- _Objectif de l'exercice_
Retapez fidèlement, s'il vous plaît, le passage du texte sur la décision du Conseil constitutionnel, présenté ci-dessous, depuis « Ousmane Sonko persiste » jusqu'à « ses réseaux sociaux. ».

- _Texte à lire_

━━━━

Pour Pastef, cette reconnaissance par le Conseil constitutionnel conforte leur position selon laquelle les victimes des violences politiques survenues entre 2021 et 2024 disposent aujourd’hui d’un levier juridique pour engager des poursuites contre les auteurs, complices et commanditaires présumés. Cette posture rejoint la revendication constante du parti pour que justice soit rendue aux victimes des crises passées, sans distinction entre forces de l’ordre, manifestants ou autres protagonistes.
Le communiqué du groupe parlementaire appelle la justice sénégalaise à exercer ses prérogatives en toute indépendance, afin que ‘’les responsabilités soient situées, la vérité établie et les réparations assurées’’ dans l’esprit de cette décision.
Ousmane Sonko persiste et signe
De son côté, Ousmane Sonko, Premier ministre et président de Pastef, s’est également exprimé, notamment à travers une publication sur ses réseaux sociaux.
Tout en dénonçant la ‘’tentative de récupération politicienne’’ par l’opposition qui qualifie cette décision de revers pour le Pastef, Sonko estime au contraire que la décision du Conseil constitutionnel valide l’essence même de la démarche de son groupe parlementaire.
Dans son argumentaire, le chef du gouvernement souligne que l’objectif de la loi interprétative était double : exclure du champ de l’amnistie les faits constitutifs de crimes graves et maintenir l’amnistie pour les faits liés aux manifestations politiques. Or, pour Sonko, le Conseil constitutionnel n’a fait qu’expliciter ce qui était déjà sous-jacent dans la loi d’amnistie initiale, en rappelant que les engagements internationaux à valeur constitutionnelle du Sénégal interdisent de couvrir par l’amnistie ces infractions les plus graves.
Il insiste sur le fait que le Conseil n’a relevé aucune autre inconstitutionnalité dans la loi attaquée, fermant ainsi, selon lui, tout débat sur la validité de l’amnistie pour les autres faits politiques. Sonko cite également l’ordonnance de non-lieu rendue par le doyen des juges d’instruction le 27 janvier 2025, qui constatait l’extinction de l’action publique contre lui-même et Bassirou Diomaye Faye au titre de cette amnistie.

━━━━

- _Informations affichées_
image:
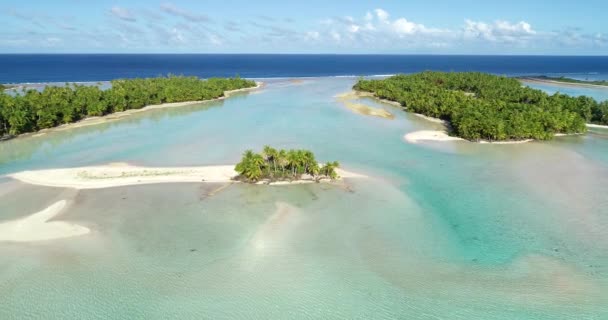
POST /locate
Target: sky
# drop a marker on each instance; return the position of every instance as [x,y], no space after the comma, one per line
[509,27]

━━━━

- _Le résultat_
Ousmane Sonko persiste et signe
De son côté, Ousmane Sonko, Premier ministre et président de Pastef, s’est également exprimé, notamment à travers une publication sur ses réseaux sociaux.